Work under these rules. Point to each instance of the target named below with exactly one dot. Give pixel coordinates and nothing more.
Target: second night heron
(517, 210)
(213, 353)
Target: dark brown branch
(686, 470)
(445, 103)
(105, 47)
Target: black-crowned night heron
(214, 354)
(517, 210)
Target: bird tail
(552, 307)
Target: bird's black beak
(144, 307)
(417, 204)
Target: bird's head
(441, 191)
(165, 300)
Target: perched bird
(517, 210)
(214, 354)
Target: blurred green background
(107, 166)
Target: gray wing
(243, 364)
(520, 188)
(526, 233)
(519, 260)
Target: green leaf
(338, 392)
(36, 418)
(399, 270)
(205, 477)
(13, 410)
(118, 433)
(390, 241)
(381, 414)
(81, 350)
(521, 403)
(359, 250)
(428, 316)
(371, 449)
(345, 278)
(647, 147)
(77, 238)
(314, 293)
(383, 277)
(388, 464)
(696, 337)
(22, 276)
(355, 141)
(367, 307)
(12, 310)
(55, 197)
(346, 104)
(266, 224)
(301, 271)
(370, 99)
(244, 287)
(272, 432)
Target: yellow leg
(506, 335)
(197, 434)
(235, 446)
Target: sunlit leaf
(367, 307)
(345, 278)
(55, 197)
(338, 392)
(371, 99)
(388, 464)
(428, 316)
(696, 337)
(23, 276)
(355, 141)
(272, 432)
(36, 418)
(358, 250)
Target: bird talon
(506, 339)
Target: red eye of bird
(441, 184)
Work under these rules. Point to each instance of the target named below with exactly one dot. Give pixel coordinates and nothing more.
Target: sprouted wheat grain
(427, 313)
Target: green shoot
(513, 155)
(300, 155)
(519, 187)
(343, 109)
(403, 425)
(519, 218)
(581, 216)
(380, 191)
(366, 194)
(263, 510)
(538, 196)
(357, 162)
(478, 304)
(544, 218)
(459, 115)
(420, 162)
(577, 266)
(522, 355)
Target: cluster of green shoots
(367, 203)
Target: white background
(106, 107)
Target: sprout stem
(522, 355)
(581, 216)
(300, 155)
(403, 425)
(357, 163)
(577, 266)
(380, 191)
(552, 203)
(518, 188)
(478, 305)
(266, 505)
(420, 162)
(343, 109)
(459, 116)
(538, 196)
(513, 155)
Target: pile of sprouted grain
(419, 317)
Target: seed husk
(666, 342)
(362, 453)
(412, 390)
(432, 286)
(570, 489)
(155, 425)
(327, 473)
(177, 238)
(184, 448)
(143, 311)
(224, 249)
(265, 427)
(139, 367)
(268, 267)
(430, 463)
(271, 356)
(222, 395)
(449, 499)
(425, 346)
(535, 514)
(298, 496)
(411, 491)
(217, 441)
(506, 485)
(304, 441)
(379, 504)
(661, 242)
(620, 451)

..........

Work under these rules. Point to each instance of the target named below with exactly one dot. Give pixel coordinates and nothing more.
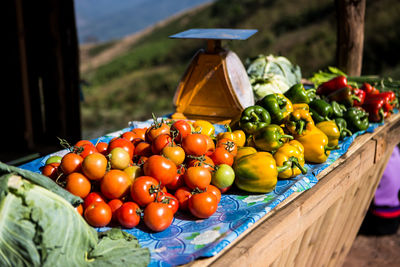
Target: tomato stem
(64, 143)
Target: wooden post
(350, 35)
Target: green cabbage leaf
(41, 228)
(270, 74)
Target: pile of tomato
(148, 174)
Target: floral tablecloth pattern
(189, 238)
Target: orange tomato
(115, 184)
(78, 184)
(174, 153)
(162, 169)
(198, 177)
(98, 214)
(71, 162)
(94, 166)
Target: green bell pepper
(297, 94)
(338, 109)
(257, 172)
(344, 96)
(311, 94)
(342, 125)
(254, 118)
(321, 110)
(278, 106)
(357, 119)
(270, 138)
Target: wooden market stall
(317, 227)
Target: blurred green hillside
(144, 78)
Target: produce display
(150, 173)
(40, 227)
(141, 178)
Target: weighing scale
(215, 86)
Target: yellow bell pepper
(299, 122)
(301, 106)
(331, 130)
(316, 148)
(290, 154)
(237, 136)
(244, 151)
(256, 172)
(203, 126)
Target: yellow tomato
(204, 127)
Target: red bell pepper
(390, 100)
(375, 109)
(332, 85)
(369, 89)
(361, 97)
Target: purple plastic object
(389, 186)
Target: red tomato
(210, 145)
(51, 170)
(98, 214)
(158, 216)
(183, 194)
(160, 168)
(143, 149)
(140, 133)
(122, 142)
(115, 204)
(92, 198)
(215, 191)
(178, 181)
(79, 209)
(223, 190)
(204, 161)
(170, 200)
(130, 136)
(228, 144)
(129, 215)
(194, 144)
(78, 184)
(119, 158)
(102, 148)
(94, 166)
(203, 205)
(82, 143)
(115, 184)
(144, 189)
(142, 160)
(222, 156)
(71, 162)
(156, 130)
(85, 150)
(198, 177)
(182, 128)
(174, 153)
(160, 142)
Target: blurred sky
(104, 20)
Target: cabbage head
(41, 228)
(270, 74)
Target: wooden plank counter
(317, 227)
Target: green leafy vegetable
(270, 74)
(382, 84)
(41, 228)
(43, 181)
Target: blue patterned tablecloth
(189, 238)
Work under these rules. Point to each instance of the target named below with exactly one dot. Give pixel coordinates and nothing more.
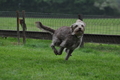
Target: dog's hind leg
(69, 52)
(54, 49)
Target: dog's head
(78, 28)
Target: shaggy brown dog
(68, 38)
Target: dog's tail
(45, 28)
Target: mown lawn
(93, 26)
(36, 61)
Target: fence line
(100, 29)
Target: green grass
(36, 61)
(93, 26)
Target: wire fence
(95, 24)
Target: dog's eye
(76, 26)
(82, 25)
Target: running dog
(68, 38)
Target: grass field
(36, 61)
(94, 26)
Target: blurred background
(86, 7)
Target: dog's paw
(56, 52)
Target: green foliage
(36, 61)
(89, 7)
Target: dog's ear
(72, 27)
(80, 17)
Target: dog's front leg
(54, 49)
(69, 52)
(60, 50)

..........

Locate every line in the material above that contains the word "sprouted", and copy each of those lines. Matching is case-sensitive.

OUTPUT OF THE TASK:
Target: sprouted wheat grain
Target: pile of sprouted grain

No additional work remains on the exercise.